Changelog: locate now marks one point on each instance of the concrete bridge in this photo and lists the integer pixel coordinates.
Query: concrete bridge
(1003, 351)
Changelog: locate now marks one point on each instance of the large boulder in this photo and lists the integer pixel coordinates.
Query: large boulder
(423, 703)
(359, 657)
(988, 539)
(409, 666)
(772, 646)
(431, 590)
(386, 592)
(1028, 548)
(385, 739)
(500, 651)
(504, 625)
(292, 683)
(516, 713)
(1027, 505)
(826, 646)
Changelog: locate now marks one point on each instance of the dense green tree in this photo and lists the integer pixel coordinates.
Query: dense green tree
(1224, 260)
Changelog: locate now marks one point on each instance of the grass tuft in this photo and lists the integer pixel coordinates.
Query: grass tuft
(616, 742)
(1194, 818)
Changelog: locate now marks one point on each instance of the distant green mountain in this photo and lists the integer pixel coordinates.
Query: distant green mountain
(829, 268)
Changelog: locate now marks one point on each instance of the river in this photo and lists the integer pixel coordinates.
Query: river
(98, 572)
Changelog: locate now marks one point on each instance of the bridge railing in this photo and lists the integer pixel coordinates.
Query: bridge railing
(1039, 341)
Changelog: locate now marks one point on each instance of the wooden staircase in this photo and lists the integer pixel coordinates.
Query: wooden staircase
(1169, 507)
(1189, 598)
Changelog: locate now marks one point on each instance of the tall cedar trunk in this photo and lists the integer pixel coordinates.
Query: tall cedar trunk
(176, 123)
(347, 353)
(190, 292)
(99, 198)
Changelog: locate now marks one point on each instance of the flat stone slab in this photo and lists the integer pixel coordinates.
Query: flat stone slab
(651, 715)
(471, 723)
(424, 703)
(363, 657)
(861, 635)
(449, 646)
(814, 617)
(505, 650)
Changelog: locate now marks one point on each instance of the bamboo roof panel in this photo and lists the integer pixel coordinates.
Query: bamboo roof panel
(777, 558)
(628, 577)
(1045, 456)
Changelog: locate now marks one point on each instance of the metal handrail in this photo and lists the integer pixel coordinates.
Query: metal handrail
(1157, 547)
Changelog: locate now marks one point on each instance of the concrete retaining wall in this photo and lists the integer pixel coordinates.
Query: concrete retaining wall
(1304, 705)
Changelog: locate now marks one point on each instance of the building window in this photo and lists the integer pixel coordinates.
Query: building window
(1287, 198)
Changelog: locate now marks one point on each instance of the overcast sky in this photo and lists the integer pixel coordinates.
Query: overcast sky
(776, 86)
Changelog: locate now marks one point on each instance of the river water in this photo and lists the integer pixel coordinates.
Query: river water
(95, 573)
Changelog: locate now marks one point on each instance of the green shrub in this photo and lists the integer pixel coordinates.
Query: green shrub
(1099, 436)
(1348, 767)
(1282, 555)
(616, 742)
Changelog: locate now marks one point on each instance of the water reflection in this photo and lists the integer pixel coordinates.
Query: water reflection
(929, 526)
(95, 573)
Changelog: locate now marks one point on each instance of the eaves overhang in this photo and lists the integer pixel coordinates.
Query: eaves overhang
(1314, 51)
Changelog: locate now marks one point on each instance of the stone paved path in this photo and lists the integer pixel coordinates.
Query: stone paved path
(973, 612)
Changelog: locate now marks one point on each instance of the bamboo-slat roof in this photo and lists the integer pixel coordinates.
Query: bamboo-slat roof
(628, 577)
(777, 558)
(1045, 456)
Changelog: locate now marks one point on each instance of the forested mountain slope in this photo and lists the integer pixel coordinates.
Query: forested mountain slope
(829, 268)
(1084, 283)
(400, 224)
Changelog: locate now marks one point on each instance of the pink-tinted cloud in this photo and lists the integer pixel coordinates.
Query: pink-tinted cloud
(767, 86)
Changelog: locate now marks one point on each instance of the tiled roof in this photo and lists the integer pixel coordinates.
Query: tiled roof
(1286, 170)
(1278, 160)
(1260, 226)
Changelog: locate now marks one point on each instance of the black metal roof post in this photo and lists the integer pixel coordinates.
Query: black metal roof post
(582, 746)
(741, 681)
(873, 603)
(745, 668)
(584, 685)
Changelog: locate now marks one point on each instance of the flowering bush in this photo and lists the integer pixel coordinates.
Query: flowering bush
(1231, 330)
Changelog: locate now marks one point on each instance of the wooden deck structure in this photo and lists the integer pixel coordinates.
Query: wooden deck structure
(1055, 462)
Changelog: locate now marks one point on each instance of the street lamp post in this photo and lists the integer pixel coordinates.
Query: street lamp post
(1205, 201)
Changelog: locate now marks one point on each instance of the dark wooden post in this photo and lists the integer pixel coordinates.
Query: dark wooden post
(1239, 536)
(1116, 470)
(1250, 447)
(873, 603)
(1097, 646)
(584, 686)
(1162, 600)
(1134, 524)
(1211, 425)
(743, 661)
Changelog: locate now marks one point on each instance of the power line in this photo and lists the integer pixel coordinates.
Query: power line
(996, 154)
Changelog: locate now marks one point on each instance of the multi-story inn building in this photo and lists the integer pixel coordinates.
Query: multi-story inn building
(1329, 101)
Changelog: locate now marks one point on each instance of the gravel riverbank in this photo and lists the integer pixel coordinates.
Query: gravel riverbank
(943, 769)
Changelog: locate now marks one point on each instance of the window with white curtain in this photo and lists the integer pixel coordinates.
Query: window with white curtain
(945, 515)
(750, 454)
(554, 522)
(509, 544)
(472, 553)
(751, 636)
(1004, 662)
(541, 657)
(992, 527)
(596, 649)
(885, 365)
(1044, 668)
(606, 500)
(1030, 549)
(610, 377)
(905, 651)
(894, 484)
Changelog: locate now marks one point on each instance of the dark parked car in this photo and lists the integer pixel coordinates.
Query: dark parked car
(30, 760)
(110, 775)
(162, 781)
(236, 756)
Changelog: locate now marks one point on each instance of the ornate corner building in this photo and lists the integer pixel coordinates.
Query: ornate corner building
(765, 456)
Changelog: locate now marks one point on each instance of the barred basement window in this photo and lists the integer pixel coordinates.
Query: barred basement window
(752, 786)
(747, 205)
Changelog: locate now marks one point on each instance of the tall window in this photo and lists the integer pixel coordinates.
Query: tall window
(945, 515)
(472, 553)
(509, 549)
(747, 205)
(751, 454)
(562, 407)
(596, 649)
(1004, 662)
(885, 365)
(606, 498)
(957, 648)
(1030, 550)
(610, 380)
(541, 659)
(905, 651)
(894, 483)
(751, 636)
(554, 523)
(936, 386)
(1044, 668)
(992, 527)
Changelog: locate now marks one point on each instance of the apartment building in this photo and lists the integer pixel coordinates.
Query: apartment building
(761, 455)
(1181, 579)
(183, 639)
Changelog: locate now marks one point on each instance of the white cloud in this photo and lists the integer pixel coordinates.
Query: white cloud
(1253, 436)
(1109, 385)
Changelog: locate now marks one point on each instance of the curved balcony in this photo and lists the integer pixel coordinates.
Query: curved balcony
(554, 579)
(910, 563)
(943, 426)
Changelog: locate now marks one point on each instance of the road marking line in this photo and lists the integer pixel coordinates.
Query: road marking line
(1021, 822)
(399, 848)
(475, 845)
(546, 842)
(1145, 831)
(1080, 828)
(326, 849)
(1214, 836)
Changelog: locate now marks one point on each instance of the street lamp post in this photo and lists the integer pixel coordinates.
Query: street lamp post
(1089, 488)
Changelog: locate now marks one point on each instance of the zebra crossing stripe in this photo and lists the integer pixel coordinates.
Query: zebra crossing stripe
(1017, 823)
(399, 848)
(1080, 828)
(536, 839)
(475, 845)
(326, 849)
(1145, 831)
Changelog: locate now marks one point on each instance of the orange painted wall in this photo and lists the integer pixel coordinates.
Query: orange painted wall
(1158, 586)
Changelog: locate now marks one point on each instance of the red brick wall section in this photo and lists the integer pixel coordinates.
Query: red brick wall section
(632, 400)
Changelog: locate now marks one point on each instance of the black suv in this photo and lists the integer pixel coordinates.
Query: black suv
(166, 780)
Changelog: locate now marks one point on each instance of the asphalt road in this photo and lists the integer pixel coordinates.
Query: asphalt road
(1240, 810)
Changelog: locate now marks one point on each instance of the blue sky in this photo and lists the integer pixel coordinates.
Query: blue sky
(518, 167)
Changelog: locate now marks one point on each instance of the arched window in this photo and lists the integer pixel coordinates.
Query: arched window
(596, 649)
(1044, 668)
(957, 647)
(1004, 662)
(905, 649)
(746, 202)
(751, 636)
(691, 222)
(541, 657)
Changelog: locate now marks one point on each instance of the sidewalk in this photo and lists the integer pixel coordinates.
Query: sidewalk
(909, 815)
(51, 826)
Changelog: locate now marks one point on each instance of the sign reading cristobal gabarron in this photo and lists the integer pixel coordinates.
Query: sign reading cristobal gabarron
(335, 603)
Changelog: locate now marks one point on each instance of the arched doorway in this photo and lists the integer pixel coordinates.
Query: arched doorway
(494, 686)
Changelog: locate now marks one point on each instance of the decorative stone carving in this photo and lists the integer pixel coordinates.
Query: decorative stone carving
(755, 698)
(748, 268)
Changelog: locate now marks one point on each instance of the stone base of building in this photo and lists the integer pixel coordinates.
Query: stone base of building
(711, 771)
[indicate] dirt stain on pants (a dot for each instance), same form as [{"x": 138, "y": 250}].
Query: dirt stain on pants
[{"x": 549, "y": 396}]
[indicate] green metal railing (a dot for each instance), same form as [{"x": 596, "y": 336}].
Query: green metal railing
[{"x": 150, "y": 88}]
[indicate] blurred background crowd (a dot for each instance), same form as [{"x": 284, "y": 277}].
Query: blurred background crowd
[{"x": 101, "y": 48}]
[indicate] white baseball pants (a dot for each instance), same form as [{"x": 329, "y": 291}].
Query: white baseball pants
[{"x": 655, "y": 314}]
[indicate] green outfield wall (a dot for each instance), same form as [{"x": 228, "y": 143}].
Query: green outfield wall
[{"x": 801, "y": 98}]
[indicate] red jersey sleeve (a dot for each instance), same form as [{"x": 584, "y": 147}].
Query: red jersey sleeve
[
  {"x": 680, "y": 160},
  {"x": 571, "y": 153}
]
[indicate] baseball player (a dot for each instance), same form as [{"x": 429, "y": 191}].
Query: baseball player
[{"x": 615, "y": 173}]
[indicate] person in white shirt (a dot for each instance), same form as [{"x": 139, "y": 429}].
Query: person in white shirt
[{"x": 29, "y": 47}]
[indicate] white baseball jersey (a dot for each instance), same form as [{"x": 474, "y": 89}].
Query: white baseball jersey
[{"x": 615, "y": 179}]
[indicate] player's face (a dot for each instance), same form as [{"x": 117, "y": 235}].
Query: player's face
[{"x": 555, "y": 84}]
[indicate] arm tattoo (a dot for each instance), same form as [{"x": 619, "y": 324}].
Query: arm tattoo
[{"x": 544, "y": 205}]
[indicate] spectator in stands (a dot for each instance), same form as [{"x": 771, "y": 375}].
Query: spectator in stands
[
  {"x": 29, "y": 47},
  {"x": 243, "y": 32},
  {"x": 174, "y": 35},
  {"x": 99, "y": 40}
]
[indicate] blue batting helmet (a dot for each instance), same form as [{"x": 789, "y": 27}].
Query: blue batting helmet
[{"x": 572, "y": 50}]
━━━━━━━━━━━━━━━━
(Assigned task) Only an exact copy of the lines from the beginning of the listing through the line with "of the large", both included, belongs in the answer.

(Expected output)
Changelog: locate now marks one point on each instance of the concrete bridge in this photo and lists the integer pixel coordinates.
Query: concrete bridge
(1003, 351)
Changelog: locate now marks one point on each instance of the large boulder in this photo and lists the integer pixel coordinates.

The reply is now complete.